Start Available records

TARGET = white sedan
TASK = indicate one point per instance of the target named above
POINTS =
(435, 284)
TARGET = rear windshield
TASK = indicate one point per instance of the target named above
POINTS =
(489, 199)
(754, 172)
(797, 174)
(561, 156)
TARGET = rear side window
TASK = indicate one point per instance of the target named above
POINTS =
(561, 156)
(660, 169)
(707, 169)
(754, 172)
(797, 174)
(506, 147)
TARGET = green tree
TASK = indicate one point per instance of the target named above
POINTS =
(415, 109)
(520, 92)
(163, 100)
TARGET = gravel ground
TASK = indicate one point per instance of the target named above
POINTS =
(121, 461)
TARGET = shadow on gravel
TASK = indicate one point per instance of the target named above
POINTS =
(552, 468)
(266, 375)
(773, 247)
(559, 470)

End Available records
Start Available records

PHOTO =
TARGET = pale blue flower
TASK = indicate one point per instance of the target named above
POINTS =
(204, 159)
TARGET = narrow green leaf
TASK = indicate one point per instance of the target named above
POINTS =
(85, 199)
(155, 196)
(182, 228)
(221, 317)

End Available records
Start Available records

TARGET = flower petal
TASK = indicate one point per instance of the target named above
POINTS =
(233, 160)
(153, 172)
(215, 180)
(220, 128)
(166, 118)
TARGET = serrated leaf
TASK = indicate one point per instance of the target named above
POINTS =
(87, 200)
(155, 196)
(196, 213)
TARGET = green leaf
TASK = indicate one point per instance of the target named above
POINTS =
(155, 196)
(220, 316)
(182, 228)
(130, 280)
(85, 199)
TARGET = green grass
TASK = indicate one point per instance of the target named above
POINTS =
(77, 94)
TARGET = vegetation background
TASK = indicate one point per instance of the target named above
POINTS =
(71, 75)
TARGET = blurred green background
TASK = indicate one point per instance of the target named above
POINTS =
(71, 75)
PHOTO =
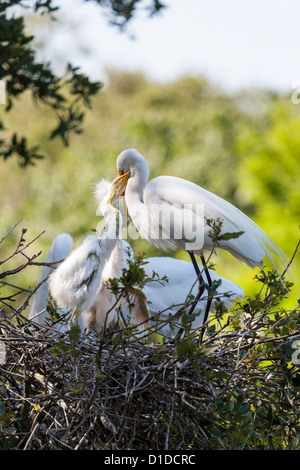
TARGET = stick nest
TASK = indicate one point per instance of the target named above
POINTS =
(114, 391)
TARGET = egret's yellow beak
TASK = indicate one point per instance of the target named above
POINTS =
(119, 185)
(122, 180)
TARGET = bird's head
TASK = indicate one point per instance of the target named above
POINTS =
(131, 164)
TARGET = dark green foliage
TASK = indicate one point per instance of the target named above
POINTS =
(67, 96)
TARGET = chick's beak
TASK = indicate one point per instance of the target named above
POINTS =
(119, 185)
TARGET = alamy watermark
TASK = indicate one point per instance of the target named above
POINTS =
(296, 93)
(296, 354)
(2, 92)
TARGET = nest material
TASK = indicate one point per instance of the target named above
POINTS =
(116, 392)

End Available records

* Exercise task *
Pull out each line of the material above that contains the string "nest". Matching is case-sensitive.

* Written response *
TARGET = stick nest
TARGET = nest material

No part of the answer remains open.